The request:
Your task is to repeat the records exactly from the line containing "of the stone" onward, through the final line.

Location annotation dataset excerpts
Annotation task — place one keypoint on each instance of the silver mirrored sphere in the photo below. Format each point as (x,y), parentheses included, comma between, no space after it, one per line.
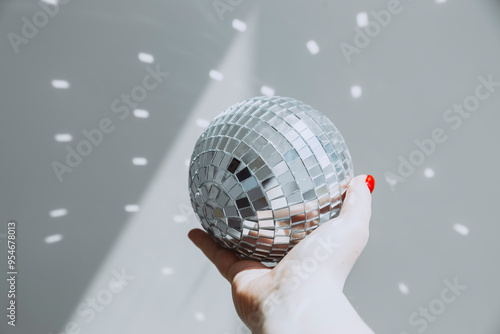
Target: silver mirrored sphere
(266,173)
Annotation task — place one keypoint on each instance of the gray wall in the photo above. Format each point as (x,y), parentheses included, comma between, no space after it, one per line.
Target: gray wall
(431,225)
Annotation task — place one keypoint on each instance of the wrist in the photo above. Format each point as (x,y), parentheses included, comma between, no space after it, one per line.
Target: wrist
(304,310)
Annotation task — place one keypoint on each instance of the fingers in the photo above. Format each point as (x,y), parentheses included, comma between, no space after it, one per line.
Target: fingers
(357,203)
(222,258)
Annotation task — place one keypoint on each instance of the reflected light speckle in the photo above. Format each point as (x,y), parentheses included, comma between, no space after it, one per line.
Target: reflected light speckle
(313,47)
(266,90)
(146,57)
(403,288)
(141,113)
(132,208)
(356,91)
(362,19)
(461,229)
(58,213)
(239,25)
(139,161)
(63,137)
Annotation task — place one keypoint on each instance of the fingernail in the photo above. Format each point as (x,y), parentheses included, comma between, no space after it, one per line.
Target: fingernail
(370,182)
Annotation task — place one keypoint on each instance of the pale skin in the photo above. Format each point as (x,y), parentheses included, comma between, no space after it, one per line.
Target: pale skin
(303,293)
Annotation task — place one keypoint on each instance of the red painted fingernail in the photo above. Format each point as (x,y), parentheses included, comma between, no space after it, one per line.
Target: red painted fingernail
(370,182)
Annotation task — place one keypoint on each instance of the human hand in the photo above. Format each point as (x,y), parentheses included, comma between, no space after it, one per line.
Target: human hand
(303,292)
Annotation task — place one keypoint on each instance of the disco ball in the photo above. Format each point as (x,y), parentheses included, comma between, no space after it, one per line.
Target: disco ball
(266,173)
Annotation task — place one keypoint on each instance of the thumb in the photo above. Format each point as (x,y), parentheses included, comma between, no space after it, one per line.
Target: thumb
(357,203)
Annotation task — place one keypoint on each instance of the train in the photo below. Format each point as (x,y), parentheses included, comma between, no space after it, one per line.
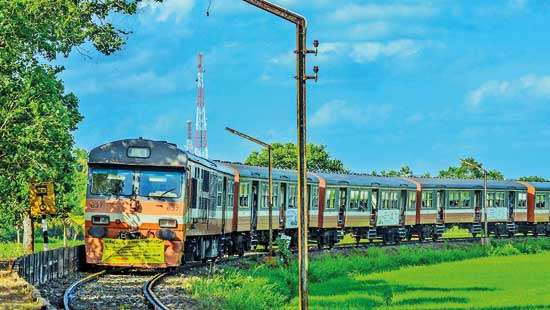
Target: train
(152,205)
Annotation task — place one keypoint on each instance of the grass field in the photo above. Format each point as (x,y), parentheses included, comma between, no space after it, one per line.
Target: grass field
(463,276)
(12,250)
(15,293)
(490,282)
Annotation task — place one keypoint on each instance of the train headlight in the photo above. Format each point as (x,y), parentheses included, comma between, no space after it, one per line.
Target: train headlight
(100,220)
(168,223)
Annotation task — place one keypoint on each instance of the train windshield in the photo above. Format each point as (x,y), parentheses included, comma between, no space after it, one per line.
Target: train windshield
(160,184)
(112,182)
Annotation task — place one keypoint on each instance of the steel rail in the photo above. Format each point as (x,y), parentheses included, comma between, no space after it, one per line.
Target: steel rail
(150,296)
(69,292)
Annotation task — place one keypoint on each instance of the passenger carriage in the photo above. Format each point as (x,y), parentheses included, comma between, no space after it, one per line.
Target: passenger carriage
(454,202)
(368,207)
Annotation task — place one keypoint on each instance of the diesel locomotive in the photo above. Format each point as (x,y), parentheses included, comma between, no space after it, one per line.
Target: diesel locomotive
(150,204)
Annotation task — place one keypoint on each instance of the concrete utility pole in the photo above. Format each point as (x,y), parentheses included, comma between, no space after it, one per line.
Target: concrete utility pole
(270,178)
(301,79)
(485,239)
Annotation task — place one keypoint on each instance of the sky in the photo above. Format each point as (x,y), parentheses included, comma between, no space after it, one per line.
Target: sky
(418,83)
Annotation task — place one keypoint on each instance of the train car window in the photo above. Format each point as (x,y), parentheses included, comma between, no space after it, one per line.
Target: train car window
(244,193)
(522,200)
(412,200)
(496,199)
(219,198)
(160,184)
(292,196)
(112,182)
(314,197)
(465,198)
(540,202)
(275,196)
(427,200)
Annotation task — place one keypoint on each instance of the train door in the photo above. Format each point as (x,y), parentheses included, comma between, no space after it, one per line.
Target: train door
(404,198)
(374,204)
(511,205)
(282,205)
(478,206)
(343,203)
(440,207)
(254,210)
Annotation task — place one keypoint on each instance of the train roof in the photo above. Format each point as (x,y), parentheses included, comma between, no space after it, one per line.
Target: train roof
(469,184)
(139,152)
(263,173)
(366,180)
(541,186)
(214,164)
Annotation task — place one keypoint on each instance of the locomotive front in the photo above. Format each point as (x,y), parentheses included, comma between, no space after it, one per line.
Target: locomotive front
(135,204)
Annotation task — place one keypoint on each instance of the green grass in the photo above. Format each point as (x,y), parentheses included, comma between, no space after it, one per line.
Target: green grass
(338,281)
(490,282)
(15,293)
(12,250)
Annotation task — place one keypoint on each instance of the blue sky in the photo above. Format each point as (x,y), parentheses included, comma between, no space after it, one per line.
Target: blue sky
(411,82)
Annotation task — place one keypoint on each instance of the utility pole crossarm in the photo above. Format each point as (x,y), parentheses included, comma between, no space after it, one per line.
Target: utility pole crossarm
(277,10)
(243,135)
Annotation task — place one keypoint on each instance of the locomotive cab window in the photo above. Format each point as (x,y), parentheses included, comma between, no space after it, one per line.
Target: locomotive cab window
(160,184)
(139,152)
(112,182)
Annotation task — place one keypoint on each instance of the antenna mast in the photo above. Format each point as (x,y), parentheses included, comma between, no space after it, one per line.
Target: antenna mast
(201,139)
(190,137)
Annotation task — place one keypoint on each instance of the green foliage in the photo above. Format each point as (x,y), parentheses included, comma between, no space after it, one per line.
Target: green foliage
(339,275)
(284,156)
(533,179)
(466,171)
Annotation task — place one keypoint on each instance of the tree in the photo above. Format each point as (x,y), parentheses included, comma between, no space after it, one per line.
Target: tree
(533,179)
(37,117)
(284,156)
(465,171)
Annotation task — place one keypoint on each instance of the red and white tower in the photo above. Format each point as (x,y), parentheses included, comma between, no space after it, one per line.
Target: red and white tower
(201,138)
(190,137)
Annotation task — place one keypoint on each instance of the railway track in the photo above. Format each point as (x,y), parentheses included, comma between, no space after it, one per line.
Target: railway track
(121,289)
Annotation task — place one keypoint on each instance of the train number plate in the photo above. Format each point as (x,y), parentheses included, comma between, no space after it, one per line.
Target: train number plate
(133,252)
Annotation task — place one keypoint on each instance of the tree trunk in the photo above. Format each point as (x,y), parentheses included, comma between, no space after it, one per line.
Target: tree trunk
(28,233)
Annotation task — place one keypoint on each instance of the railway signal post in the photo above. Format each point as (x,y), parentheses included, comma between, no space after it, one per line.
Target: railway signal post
(270,180)
(301,79)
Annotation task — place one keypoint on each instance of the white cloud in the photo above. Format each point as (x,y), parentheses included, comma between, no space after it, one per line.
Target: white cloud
(370,51)
(338,111)
(180,9)
(527,86)
(356,12)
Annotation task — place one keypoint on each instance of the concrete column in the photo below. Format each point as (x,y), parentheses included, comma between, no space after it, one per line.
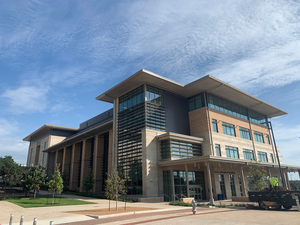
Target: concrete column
(55,161)
(187,181)
(82,164)
(72,165)
(269,172)
(95,161)
(245,193)
(64,159)
(173,186)
(209,184)
(287,181)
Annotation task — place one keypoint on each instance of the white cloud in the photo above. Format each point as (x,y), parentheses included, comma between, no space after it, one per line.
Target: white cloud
(26,99)
(8,127)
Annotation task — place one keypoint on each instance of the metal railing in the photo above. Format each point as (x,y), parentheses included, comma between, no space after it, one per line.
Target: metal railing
(22,220)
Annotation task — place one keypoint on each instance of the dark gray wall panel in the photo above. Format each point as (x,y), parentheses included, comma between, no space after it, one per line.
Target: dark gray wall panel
(177,114)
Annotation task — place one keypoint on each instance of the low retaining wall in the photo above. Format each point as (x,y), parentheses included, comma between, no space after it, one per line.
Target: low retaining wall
(240,199)
(186,200)
(153,199)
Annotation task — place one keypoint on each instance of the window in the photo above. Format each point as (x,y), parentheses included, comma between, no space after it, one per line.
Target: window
(245,133)
(218,150)
(30,156)
(271,158)
(179,149)
(215,125)
(231,179)
(262,156)
(44,154)
(240,182)
(228,129)
(268,139)
(248,154)
(259,137)
(232,152)
(196,102)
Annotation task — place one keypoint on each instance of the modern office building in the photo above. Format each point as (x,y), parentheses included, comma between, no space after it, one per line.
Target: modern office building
(168,140)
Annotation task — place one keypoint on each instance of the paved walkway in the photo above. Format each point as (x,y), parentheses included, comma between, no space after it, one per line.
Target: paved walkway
(163,214)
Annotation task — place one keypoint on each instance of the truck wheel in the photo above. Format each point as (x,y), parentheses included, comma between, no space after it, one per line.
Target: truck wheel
(287,206)
(262,205)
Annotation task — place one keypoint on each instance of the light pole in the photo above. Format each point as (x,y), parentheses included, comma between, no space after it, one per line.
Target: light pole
(273,137)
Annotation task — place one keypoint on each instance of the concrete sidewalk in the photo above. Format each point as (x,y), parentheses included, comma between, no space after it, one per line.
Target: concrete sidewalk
(61,214)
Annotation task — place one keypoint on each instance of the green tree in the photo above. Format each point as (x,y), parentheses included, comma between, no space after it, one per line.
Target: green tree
(257,177)
(115,186)
(88,181)
(34,178)
(56,184)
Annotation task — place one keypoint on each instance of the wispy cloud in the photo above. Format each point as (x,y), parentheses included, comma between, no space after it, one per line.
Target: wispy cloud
(26,99)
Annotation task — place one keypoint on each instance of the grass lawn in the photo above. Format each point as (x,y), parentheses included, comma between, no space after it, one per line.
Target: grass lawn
(41,201)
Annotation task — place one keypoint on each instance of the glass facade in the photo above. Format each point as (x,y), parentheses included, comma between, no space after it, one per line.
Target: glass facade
(215,125)
(248,154)
(228,129)
(44,153)
(232,152)
(196,102)
(262,156)
(179,149)
(258,137)
(240,183)
(268,139)
(245,133)
(271,158)
(140,108)
(131,99)
(218,150)
(232,185)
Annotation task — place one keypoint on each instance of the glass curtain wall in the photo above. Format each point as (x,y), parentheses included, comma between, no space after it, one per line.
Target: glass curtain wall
(140,108)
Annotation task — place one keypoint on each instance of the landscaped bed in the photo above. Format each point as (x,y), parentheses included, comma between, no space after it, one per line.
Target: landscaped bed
(44,201)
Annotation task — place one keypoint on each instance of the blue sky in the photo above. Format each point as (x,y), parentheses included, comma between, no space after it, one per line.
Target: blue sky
(57,56)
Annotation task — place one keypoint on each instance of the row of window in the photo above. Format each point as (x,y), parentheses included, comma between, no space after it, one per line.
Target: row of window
(232,152)
(229,129)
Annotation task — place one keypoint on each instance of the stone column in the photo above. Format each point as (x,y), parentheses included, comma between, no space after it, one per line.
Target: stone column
(245,193)
(82,165)
(173,186)
(64,159)
(95,161)
(72,166)
(187,181)
(209,184)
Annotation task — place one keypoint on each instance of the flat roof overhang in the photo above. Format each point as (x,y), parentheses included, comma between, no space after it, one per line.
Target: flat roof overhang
(207,84)
(219,159)
(48,127)
(81,136)
(180,137)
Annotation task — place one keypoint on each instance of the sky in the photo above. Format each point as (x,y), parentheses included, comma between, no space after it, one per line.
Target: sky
(57,56)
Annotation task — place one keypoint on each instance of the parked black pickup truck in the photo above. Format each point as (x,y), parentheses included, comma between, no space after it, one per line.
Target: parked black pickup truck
(287,199)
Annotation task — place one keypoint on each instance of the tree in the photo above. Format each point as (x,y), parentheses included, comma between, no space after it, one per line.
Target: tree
(115,186)
(257,175)
(34,177)
(56,184)
(88,181)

Task result:
Annotation task — place one keypoint on each instance of the stone column in the photo above. Format each point as (x,y), parentheses included, comma between, no space after it, one per line.
Target: stone column
(245,193)
(82,165)
(173,186)
(64,159)
(95,161)
(72,166)
(187,181)
(209,184)
Annotation task — place one keypoint on each instance of the flat roof overhang in the photo above. Format each point as (x,y), parentheses included, comma between, no space after it, one per line.
Target: flat roof overhang
(207,84)
(219,159)
(48,127)
(81,136)
(180,137)
Annotation task — place one keypoint on each instance of the sky in the photo above. Format each point as (x,y), parentheses included, comma between, no space after it, one per line.
Target: sky
(57,56)
Annotation task — place one keypoint on each instance of the parked black pickup truck in the photo above. Format each point as (x,y), parentheses included, comma between, no space after it, one per line.
Target: parked black pickup truck
(287,199)
Annotation task — place one keypoint on each instance of the tree in the photo above. Format each point as (x,y), parentheses included, comma between, no space after it, one per line.
Target: tree
(115,186)
(257,175)
(34,177)
(56,184)
(88,181)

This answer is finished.